▸ Given data:
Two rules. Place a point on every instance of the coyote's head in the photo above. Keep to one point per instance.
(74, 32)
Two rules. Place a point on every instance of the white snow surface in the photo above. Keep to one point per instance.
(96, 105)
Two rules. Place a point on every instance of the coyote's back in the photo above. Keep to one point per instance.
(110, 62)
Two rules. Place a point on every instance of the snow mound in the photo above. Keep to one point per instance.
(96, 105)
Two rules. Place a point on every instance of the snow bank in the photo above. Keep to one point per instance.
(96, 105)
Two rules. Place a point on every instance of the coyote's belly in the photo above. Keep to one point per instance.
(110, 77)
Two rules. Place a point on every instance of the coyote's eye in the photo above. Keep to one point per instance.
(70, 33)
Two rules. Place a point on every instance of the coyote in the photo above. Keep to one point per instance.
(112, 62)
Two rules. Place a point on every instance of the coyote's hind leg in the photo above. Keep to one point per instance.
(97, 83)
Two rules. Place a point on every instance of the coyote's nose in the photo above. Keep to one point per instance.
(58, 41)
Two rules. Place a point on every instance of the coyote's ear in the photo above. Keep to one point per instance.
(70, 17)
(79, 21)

▸ Request:
Update the records from the line containing "the coyote's eye" through the end of the records, changing "hind leg" to "rear leg" and leaving everything else the same. Return only those lines.

▸ Solved exercise:
Two rules. Place a point on every instance of the coyote's eye in the photo above. Keep to one point per instance.
(70, 33)
Two rules. Place a point on every instance of the coyote in the photo above. Keep to one point per instance.
(112, 62)
Two rules. Place a point on every instance of the coyote's rear leg in the photo above. Keep to one point per instance.
(97, 83)
Two rules. Place a point on every instance of the coyote's nose in the photo above. Keep to one point per instance.
(58, 41)
Two rules. Place a point on every instance of the coyote's ear in the photo above. Keep to one point per instance.
(70, 17)
(79, 21)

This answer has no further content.